ТЕКСТОВЫЙ ФРАГМЕНТ.
———
Из воспоминаний Криса Кельвина.
«Охотники на снегу» Питера Брейгеля Старшего, 1565.

 Вокруг «гостей», их природы и дальнейшей судьбы разворачивается жаркая дискуссия, в которой сталкиваются полярные точки зрения Снаута и физика Сарториуса. Первый разочарован в науке, прогрессе и тех результатах, к которым они ведут. Второй убеждён, что человек обречён на познание, а прогресс бесконечен и неизбежен, если, конечно, время от времени отвлекаться от романтических игр. Стратегия исследователей на станции в отношении планеты описана довольно грубо, но в целом точно: давайте откроем люки и будем кричать вниз — вдруг услышат.

Для Криса же опыт на «Солярисе» становится поводом открыть в себе понимание смысла жизни, близкое к христианскому: «Любовь — это то чувство которое можно переживать, но объяснить нельзя. Объяснить можно понятие, а любишь то, что можно потерять: себя, женщину, родину. До сего момента человечество, Земля были попросту недоступны для любви… А может мы вообще здесь для того, чтобы впервые ощутить людей как повод для любви?». Таким образом Кельвин продолжает мысль покончившего с собой на станции Гибаряна, который связал материализацию воспоминаний с совестью. Для усиления этой мысли, которая является своего рода победительницей в споре учёных, Тарковский выстраивает следующую за дискуссией сцену с отсылкой к каноническим полотнам на библейские сюжеты — Крис у ног Хари. В финальной же сцене режиссёр и вовсе повторяет композицию «Возвращения блудного сына» Рембрандта.

Возвращение Криса Кельвина.
«Возвращение блудного сына» Рембрандта, 1666−1669.
———
ПРЕДОСТАВЛЕННЫЕ ЗАПИСИ.
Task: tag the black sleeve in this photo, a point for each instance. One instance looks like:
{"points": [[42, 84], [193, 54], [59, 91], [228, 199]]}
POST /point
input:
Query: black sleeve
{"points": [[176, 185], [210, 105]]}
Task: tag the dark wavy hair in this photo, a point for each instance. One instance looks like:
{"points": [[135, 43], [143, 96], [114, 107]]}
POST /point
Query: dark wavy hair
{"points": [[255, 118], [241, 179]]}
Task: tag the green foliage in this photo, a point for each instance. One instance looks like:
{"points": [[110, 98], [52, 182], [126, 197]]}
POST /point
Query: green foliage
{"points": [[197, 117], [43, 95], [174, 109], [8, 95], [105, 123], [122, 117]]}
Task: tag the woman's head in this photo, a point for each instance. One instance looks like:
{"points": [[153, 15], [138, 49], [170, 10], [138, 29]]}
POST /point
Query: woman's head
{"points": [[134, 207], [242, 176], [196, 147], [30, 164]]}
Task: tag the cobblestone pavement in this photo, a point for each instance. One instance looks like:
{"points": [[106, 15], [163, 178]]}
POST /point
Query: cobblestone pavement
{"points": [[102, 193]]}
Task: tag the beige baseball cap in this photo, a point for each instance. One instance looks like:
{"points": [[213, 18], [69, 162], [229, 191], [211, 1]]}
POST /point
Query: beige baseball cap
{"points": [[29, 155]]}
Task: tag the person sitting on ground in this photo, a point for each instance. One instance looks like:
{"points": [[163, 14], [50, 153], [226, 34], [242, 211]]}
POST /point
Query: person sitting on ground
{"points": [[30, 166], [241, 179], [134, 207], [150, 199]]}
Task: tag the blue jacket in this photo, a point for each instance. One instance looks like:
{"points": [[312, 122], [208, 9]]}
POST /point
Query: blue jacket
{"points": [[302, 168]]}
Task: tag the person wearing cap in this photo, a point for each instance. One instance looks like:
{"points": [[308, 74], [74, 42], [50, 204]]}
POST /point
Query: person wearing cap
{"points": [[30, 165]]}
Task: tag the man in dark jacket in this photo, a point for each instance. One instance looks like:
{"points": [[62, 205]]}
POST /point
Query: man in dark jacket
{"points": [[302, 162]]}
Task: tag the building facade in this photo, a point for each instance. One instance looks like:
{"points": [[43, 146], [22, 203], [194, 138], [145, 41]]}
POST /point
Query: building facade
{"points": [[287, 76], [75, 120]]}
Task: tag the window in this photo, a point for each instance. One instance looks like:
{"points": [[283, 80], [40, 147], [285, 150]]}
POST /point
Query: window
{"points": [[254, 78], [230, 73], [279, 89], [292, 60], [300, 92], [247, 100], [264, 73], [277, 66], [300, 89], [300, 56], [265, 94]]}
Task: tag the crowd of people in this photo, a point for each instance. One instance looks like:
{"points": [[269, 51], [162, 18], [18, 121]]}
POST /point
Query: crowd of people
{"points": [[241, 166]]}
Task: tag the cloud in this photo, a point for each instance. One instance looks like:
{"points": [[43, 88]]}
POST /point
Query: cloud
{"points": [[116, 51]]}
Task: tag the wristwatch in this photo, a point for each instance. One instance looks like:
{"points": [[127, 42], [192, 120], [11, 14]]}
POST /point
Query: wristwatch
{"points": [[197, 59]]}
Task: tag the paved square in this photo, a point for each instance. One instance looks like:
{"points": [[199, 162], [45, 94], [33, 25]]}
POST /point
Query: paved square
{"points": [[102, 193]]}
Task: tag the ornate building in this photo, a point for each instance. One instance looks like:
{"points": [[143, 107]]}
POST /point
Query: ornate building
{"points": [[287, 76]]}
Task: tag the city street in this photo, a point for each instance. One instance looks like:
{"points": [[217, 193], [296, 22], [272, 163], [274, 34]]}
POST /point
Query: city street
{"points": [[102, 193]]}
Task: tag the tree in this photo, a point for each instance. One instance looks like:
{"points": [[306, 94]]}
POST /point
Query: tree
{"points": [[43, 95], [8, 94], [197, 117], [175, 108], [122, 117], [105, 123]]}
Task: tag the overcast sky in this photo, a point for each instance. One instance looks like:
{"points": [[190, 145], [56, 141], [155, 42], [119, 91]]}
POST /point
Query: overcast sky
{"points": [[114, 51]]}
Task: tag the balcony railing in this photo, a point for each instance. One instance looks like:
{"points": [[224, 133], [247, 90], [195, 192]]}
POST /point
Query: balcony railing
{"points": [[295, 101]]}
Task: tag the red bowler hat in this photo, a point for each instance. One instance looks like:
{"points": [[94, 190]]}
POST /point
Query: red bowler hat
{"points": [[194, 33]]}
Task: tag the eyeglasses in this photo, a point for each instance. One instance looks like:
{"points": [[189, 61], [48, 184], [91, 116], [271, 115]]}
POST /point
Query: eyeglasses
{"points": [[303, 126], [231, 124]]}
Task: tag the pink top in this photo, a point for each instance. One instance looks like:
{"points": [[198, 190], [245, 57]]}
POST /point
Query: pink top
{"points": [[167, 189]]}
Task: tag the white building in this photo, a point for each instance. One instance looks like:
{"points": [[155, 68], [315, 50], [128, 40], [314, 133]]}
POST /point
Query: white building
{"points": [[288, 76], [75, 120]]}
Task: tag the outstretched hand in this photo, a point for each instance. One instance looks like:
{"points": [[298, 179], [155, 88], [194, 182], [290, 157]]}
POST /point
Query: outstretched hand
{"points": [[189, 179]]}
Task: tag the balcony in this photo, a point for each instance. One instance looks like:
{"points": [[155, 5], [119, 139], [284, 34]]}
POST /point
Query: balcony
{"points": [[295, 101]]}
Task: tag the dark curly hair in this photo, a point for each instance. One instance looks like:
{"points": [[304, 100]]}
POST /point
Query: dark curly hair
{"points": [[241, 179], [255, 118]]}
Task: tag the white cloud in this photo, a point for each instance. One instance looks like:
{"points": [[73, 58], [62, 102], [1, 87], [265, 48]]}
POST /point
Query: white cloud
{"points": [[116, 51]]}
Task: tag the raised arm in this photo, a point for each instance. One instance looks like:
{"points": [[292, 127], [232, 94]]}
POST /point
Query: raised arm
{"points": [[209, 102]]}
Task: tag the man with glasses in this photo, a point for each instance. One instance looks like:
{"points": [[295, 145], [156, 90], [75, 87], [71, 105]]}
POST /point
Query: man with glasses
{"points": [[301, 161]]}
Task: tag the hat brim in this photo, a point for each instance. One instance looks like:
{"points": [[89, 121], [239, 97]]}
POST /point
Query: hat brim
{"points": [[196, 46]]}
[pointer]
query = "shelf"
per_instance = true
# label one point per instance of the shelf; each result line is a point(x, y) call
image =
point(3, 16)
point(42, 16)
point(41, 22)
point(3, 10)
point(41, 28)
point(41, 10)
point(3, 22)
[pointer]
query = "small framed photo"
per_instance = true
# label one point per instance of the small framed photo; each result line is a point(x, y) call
———
Выпишите без изменений отрывок текста о «Солярисе» Тарковского, начиная со слов «Из воспоминаний Криса» и заканчивая словами «вниз — вдруг услышат.» включительно.

Из воспоминаний Криса Кельвина.
«Охотники на снегу» Питера Брейгеля Старшего, 1565.

 Вокруг «гостей», их природы и дальнейшей судьбы разворачивается жаркая дискуссия, в которой сталкиваются полярные точки зрения Снаута и физика Сарториуса. Первый разочарован в науке, прогрессе и тех результатах, к которым они ведут. Второй убеждён, что человек обречён на познание, а прогресс бесконечен и неизбежен, если, конечно, время от времени отвлекаться от романтических игр. Стратегия исследователей на станции в отношении планеты описана довольно грубо, но в целом точно: давайте откроем люки и будем кричать вниз — вдруг услышат.